[[ Recorded information, beginning ]]

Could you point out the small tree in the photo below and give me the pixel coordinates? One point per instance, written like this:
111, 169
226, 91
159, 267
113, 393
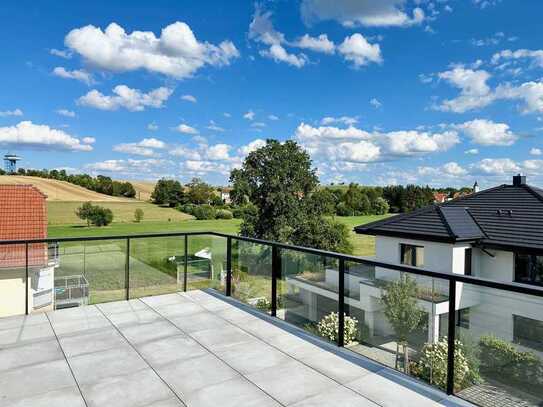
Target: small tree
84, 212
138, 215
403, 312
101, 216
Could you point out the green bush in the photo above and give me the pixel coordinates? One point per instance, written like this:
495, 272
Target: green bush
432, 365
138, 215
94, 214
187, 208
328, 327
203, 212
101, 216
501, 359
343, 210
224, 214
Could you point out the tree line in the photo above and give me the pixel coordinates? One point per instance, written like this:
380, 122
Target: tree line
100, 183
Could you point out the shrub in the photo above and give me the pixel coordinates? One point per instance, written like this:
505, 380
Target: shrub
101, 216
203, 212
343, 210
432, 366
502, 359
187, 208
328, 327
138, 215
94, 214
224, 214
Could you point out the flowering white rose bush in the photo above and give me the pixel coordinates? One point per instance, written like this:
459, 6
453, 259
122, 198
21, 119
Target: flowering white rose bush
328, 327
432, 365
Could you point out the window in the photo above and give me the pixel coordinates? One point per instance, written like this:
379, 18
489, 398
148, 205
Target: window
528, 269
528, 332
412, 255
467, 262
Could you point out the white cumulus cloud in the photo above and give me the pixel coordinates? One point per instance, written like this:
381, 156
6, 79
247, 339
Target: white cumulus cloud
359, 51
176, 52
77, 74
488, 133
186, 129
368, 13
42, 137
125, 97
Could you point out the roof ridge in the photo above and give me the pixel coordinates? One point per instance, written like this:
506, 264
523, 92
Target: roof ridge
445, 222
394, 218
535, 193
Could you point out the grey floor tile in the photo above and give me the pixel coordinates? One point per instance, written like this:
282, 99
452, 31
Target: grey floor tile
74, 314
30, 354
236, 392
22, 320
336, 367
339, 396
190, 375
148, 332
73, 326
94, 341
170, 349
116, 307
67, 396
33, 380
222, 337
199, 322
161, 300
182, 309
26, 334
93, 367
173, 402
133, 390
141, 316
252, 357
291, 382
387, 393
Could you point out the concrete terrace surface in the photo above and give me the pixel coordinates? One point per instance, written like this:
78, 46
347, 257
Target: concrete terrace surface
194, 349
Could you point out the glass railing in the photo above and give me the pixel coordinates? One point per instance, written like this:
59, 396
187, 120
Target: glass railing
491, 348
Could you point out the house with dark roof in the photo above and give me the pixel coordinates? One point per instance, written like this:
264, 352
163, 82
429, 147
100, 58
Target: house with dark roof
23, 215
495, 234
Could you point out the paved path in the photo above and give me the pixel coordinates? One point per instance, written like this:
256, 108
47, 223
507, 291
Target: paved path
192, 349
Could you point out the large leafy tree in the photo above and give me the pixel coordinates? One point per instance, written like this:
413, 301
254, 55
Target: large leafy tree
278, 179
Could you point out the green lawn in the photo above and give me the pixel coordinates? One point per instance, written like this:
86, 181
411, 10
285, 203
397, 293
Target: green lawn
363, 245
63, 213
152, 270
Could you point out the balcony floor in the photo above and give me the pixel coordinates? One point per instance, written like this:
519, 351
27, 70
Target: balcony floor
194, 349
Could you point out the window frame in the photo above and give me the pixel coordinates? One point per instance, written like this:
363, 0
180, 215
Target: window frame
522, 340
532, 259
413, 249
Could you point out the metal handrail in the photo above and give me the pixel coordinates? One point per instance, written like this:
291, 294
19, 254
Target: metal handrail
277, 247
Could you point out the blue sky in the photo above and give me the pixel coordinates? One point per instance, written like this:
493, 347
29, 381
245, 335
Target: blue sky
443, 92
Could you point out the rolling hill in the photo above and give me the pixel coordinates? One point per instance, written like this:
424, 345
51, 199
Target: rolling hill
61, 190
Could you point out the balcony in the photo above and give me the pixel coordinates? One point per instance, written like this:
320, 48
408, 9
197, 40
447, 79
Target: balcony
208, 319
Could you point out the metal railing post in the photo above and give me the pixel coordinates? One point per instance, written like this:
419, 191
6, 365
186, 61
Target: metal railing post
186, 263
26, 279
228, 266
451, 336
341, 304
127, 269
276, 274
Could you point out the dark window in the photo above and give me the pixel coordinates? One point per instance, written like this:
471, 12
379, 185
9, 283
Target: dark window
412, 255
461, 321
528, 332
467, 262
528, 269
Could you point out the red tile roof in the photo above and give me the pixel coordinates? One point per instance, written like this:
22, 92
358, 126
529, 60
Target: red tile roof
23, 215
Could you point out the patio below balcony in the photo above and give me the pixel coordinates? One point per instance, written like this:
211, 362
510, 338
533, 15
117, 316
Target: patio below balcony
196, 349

[[ Recorded information, end ]]

▶ _How to complete this task_
Should a picture appear among the entries, skip it and copy the rest exactly.

▶ _Solution to this task_
Could you point out the small tree in the photo below and give me the pixel coordinates? One point per instance, written like this:
111, 169
226, 91
159, 267
113, 393
Target: small tree
84, 212
138, 215
403, 312
101, 216
Could you point out the green bush in the photo above and give me the pixel coordinates? One point per instance, written like this:
495, 272
Target: green bush
432, 365
138, 215
94, 214
187, 208
328, 327
203, 212
101, 216
501, 359
343, 210
224, 214
Could you point out the tree line in the photo above and give me the pixel coordinates? One point per instance, written like this:
380, 122
Target: tree line
100, 183
Could you point out the shrub in the photo above and give me the pixel coordinates? One point per instance, written like this:
505, 380
Target: shrub
101, 216
203, 212
343, 210
432, 366
502, 359
187, 208
328, 327
138, 215
94, 214
224, 214
Could you point out the flowering white rose bush in the photo above and give me the pixel coordinates? One point per instance, written like this:
459, 6
453, 259
122, 198
21, 119
Target: flowering white rose bush
328, 327
432, 365
Could you point out the window in the photo above and give me the pixel coordinates? One point per instance, written like this:
379, 18
489, 398
148, 205
Target: window
528, 269
528, 332
412, 255
467, 262
Could you point out the white cumulus cloud in the photo above and give me the pixel coordinates? One point per instance, written like this:
381, 156
6, 79
247, 339
Target: white cumulus cloud
359, 51
176, 52
77, 74
488, 133
186, 129
368, 13
42, 137
125, 97
Could you point out the roof ridge in the photo above and give me the pixel coordinates? One point per instance, written like this:
506, 264
523, 92
Target: roof ridge
445, 222
394, 218
535, 193
Could you point out the grey floor tile in the photo above and give me the pixel coordinates? One point per instance, written like this:
282, 99
452, 31
Target: grey floor tile
74, 314
30, 354
236, 392
22, 320
336, 367
339, 396
190, 375
148, 332
73, 326
94, 341
170, 349
116, 307
67, 396
33, 380
222, 337
199, 322
161, 300
182, 309
26, 334
93, 367
173, 402
133, 390
141, 316
252, 357
291, 382
387, 393
Could you point out the concrete terrace surface in the photo above and give me the pixel coordinates? One point per instance, written like this:
78, 46
347, 257
Target: concrete terrace surface
194, 349
Could you point out the glass railing in the photo above and give me the pixel coordinates? One point per instance, written like this:
59, 396
187, 120
Target: glass railing
491, 348
Could you point out the house with dark roof in the photo above and give me the pixel coordinates? One point per instance, written like this:
264, 352
163, 82
429, 147
100, 58
Target: house with dark roof
23, 215
495, 234
Could you point out the paved path in the photo above and give me the pixel coordinates? One point per instance, written like this:
256, 108
47, 223
507, 291
Target: paved path
192, 349
Could you point out the large leafy tree in the photo above and give me the pixel coordinates? One point per instance, written like this:
413, 301
254, 55
Target: large leafy tree
278, 179
Could you point out the green lawn in the photo above and give me the pixel coordinates? One point per instance, written like this:
86, 181
411, 10
285, 203
397, 293
Target: green lawn
363, 245
63, 213
152, 270
Could you point out the balcony floor in the photo above and give me the pixel coordinates? One point per instance, written like this:
519, 351
27, 70
Target: balcony floor
194, 349
Could you point out the window frame in the photo above and give me the pixel coordinates? One point per instance, written like this:
363, 0
180, 215
Target: window frame
522, 340
532, 259
413, 249
Could you point out the metal handrail in the photo above and give me the pixel coordinates? One point per instance, written like this:
291, 294
19, 254
Target: metal handrail
277, 247
Could you point out the blue sky in the photo above and give me the pixel coordinates? One point per instance, written like this:
493, 347
29, 381
245, 335
Target: blue sky
443, 92
Could you point out the rolling hill in the photo above and give me the pixel coordinates? One point per instance, written like this:
424, 345
51, 199
Target: rolling hill
61, 190
Could you point out the balcony in the photo above and give me the pixel coordinates? One point per instance, written like this:
320, 48
408, 9
197, 40
447, 79
Target: balcony
208, 319
Could you point out the metal railing post in the photo above and give me the pixel coordinates? One point per instance, written like this:
419, 191
6, 365
186, 61
Target: metal railing post
186, 263
26, 279
228, 266
451, 336
341, 304
127, 269
276, 274
Could you point out the dark window in the photo above and give me the pixel coordinates? One point per instance, written like this:
471, 12
379, 185
9, 283
Target: dark window
412, 255
461, 321
528, 332
467, 262
528, 269
Could you point out the red tile roof in the photo above and give me the pixel coordinates? One point per instance, written like this:
22, 92
358, 126
529, 60
Target: red tile roof
23, 215
Could you point out the patio below balcony in the photo above and give me the pixel coordinates? One point per instance, written like this:
211, 362
510, 338
533, 15
117, 316
Target: patio below balcony
196, 349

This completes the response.